### Dataset content
● ● ● ●
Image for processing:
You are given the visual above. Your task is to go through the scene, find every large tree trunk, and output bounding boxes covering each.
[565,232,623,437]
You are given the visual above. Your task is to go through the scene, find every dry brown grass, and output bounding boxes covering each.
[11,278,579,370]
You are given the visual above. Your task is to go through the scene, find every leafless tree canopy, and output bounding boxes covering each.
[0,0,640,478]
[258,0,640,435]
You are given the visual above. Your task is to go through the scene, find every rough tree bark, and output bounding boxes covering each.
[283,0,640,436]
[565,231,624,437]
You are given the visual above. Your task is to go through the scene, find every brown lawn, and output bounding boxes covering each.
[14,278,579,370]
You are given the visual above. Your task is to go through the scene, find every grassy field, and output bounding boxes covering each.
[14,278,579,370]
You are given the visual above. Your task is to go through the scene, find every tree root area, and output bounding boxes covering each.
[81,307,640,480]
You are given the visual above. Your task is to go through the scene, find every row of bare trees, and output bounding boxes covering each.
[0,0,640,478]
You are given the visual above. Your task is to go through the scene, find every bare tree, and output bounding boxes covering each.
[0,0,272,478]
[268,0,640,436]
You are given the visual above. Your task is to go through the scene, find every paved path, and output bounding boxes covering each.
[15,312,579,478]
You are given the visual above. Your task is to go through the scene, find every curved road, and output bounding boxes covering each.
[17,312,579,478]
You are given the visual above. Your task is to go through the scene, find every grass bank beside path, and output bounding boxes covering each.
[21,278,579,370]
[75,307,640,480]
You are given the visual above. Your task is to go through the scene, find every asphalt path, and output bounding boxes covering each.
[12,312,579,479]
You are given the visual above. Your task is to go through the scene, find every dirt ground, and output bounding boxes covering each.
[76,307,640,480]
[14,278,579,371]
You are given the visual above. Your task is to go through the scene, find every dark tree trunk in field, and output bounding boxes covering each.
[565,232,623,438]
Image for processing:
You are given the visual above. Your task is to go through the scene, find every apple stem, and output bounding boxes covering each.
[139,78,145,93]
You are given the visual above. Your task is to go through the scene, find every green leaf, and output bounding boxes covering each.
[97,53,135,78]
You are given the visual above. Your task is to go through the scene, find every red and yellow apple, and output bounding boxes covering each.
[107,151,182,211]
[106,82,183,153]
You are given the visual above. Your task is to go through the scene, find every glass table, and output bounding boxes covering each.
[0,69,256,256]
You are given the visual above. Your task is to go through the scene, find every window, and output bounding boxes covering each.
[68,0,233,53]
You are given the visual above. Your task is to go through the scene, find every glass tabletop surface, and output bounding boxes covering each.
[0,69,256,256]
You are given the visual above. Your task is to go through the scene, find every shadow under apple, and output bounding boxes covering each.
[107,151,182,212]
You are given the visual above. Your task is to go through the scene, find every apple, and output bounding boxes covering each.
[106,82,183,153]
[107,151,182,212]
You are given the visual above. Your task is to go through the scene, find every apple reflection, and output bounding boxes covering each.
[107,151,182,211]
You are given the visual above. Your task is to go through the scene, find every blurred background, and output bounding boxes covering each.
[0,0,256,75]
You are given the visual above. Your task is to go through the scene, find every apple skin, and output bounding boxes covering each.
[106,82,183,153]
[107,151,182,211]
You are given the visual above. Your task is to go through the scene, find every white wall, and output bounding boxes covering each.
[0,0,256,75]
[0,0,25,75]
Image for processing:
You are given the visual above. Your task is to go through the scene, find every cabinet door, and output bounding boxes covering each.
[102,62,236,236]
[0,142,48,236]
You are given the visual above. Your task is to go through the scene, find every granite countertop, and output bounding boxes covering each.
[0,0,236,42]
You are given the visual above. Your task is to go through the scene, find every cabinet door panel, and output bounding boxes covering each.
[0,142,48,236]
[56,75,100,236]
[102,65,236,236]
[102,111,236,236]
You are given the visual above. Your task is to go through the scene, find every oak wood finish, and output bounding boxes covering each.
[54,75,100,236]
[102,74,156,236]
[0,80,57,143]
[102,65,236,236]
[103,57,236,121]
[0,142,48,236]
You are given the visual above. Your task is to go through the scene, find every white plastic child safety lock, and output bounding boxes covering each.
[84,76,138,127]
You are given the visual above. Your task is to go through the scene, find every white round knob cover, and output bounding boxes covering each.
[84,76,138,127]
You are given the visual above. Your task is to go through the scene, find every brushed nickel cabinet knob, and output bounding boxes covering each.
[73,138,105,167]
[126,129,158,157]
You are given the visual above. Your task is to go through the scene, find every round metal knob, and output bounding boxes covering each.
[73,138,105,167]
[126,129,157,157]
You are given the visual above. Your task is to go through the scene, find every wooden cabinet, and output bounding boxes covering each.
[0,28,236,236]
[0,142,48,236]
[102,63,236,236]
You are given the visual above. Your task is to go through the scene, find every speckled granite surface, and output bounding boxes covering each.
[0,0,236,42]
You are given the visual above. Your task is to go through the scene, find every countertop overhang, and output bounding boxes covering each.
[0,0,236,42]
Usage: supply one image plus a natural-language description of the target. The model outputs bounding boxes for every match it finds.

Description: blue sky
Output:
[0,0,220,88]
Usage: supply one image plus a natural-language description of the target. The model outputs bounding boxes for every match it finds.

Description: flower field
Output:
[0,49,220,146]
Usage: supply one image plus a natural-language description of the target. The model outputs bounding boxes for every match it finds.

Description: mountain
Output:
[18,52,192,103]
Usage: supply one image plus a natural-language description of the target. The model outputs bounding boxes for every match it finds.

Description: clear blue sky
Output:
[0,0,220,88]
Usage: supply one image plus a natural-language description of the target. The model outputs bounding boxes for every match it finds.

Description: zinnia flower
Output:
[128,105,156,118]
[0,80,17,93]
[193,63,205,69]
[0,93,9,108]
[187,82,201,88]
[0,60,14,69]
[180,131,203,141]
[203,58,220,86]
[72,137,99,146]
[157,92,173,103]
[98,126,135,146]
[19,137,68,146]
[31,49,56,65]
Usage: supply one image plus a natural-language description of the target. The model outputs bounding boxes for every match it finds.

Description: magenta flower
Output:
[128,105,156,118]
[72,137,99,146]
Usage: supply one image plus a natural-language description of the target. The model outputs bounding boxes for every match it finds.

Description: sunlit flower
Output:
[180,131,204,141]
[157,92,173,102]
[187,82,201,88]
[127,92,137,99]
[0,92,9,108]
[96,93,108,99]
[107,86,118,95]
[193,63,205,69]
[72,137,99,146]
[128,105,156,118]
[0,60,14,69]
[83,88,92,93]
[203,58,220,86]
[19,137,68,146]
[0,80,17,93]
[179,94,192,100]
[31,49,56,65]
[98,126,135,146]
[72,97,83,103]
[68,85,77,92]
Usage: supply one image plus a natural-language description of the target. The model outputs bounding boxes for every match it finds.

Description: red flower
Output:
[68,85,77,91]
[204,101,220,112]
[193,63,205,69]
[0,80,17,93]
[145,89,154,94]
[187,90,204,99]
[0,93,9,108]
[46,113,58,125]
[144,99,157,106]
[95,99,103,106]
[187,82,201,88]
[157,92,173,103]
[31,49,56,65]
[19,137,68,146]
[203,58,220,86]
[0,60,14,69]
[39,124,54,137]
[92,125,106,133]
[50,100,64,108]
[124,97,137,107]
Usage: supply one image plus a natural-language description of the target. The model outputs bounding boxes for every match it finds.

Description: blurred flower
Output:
● ● ● ●
### Exercise prompt
Please write out all of the lines above again, word for word, with nothing added or changed.

### The output
Image for processing:
You are given the visual above. Your task is to go through the scene, find every large tree trunk, and output bounding boxes covering each.
[565,232,623,437]
You are given the visual above. Your task is to go through the scene, find every dry brown grass, and output bounding boxes covering each.
[11,278,579,370]
You are given the visual above. Your task is to go through the scene, find every leafless tree canopy, and output bounding boxes covering each.
[0,0,640,478]
[258,0,640,435]
You are given the visual above. Your task is to go through the scene, find every rough tree bark, and output bounding boxes covering each.
[283,0,640,436]
[565,231,624,437]
You are given the visual above. Your task is to go through the scene, find every brown lawn, and output bounding boxes covering each.
[14,278,579,370]
You are given the visual above. Your task is to go through the scene, find every grassy field, and output bounding boxes covering each.
[14,278,579,370]
You are given the visual above. Your task is to go through the scene, find every tree root area, and output bounding boxes covering each.
[81,307,640,480]
You are given the visual above. Your task is to go through the scene, find every row of bare trees, and output bounding boxes covering each.
[0,0,640,478]
You are given the visual above. Your task is to go through the scene, find every bare tree, and output bounding boxes covering each.
[0,0,272,478]
[268,0,640,436]
You are given the visual above. Your task is to go through the scene, find every paved path, and output bounding boxes covering each.
[15,312,579,478]
You are given the visual above. Your task is to go through the scene, find every curved road, and output bounding boxes covering each.
[17,312,579,478]
You are given the visual above. Your task is to go through the scene, find every grass bank beside path, and output bounding boxes covering each.
[21,278,579,370]
[75,307,640,480]
You are given the visual above. Your task is to go through the scene, find every asphalt path, and output bounding boxes covering each.
[12,312,579,479]
You are given the visual above. Your task is to go through the scene, find every dirt ground, and output bounding boxes covering each.
[76,307,640,480]
[14,278,579,371]
You are given the visual above. Your task is to go through the scene, find every dark tree trunk in field, and output bounding boxes covering each.
[565,232,623,438]
Image for processing:
You are given the visual above. Your task is to go through the scene, find every apple stem, and output bounding boxes covering each.
[139,78,145,93]
You are given the visual above. Your task is to go through the scene, find every green leaf, and output bounding boxes covering each.
[97,53,135,78]
You are given the visual above. Your task is to go through the scene, find every red and yellow apple, and output bounding boxes covering each.
[107,151,182,211]
[106,82,183,153]
You are given the visual above. Your task is to go through the scene, find every glass table, and output bounding boxes covering each.
[0,69,256,256]
You are given the visual above. Your task is to go through the scene, find every window, and output bounding boxes covering each.
[68,0,233,53]
You are given the visual above. Your task is to go through the scene, find every glass tabletop surface, and output bounding boxes covering each.
[0,69,256,256]
You are given the visual above. Your task is to go through the scene, find every shadow under apple, and output bounding boxes covering each.
[107,151,182,212]
You are given the visual above. Your task is to go through the scene, find every apple, and output bounding boxes covering each.
[106,82,183,153]
[107,151,182,212]
You are given the visual above. Your task is to go through the scene, find every apple reflection, and output bounding boxes covering each.
[107,151,182,211]
You are given the visual above. Your task is to go through the scene, find every blurred background, and output bounding boxes covering each.
[0,0,256,75]
You are given the visual above. Your task is to go through the scene, find every apple skin, and output bounding boxes covering each.
[106,82,183,153]
[107,151,182,211]
You are given the visual above. Your task is to go through the scene, find every white wall, and output bounding boxes covering each.
[0,0,256,75]
[0,0,25,75]
Image for processing:
You are given the visual above. Your task is to go through the scene, find every cabinet door, and output bounding boxes covering each.
[102,62,236,236]
[0,142,48,236]
You are given the visual above. Your task is to go through the scene, find every granite countertop, and output bounding boxes covering each.
[0,0,236,42]
You are given the visual above. Your task is to go through the scene, find every cabinet door panel, and output bounding boxes covering each.
[0,142,48,236]
[56,75,100,236]
[102,65,236,236]
[102,111,236,236]
You are given the visual above. Your task is to go through the scene, find every oak wood finish, and output bounding boxes covering each.
[54,75,100,236]
[102,74,156,236]
[0,80,57,143]
[102,65,236,236]
[103,57,236,121]
[0,142,48,236]
You are given the visual above. Your task is to go through the scene, find every white plastic child safety lock, and output bounding boxes covering each.
[84,76,138,127]
You are given the visual above. Your task is to go through the scene, find every white round knob cover, and output bounding boxes covering each.
[84,76,138,127]
You are given the visual above. Your task is to go through the scene, find every brushed nickel cabinet knob, and output bounding boxes covering each.
[73,138,105,167]
[126,129,158,157]
You are given the visual above. Your task is to go through the scene, find every round metal knob, and output bounding boxes covering each.
[73,138,105,167]
[126,129,157,157]
You are given the visual above. Your task is to go through the scene, find every wooden cabinet, and output bounding boxes covering each.
[0,28,236,236]
[0,142,48,236]
[102,63,236,236]
You are given the visual above. Your task is to go through the scene, find every speckled granite surface, and output bounding boxes covering each.
[0,0,236,42]
You are given the visual above. Your task is to go through the scene, find every countertop overhang, and output bounding boxes covering each.
[0,0,236,42]
Usage: supply one image plus a natural-language description of the target. The model outputs bounding boxes for every match it finds.

Description: blue sky
Output:
[0,0,220,88]
Usage: supply one image plus a natural-language description of the target. The model outputs bounding boxes for every match it finds.

Description: flower field
Output:
[0,49,220,146]
Usage: supply one image plus a natural-language description of the target. The model outputs bounding boxes for every match it finds.

Description: mountain
Output:
[18,52,192,103]
Usage: supply one image plus a natural-language description of the target. The model outputs bounding boxes for every match it finds.

Description: clear blue sky
Output:
[0,0,220,88]
Usage: supply one image plus a natural-language description of the target. The model outputs bounding boxes for every match it finds.

Description: zinnia flower
Output:
[128,105,156,118]
[0,80,17,93]
[193,63,205,69]
[0,93,9,108]
[187,82,201,88]
[0,60,14,69]
[180,131,203,141]
[203,58,220,86]
[72,137,99,146]
[157,92,173,103]
[98,126,135,146]
[19,137,68,146]
[31,49,56,65]
Usage: supply one image plus a natural-language description of the target. The model outputs bounding boxes for every match it finds.

Description: magenta flower
Output:
[128,105,156,118]
[72,137,99,146]
Usage: supply one image plus a natural-language description of the target. The model outputs bounding boxes for every match it finds.

Description: sunlit flower
Output:
[180,131,204,141]
[157,92,173,102]
[187,82,201,88]
[127,92,137,99]
[0,92,9,108]
[96,93,108,99]
[107,86,118,95]
[193,63,205,69]
[72,137,99,146]
[128,105,156,118]
[0,60,14,69]
[83,88,92,93]
[203,58,220,86]
[19,137,68,146]
[0,80,17,93]
[179,94,192,100]
[31,49,56,65]
[98,126,135,146]
[72,97,83,103]
[68,85,77,92]
Usage: supply one image plus a natural-language description of the target. The model outputs bounding boxes for every match it finds.

Description: red flower
Output:
[68,85,77,91]
[204,101,220,112]
[193,63,205,69]
[0,80,17,93]
[145,89,154,94]
[187,90,204,99]
[0,93,9,108]
[46,113,58,125]
[144,99,157,106]
[95,99,103,106]
[187,82,201,88]
[157,92,173,103]
[31,49,56,65]
[19,137,68,146]
[203,58,220,86]
[0,60,14,69]
[39,124,54,137]
[92,125,106,133]
[50,100,64,108]
[124,97,137,107]
Usage: supply one image plus a natural-language description of the target. The model outputs bounding boxes for every match it finds.

Description: blurred flower
Output:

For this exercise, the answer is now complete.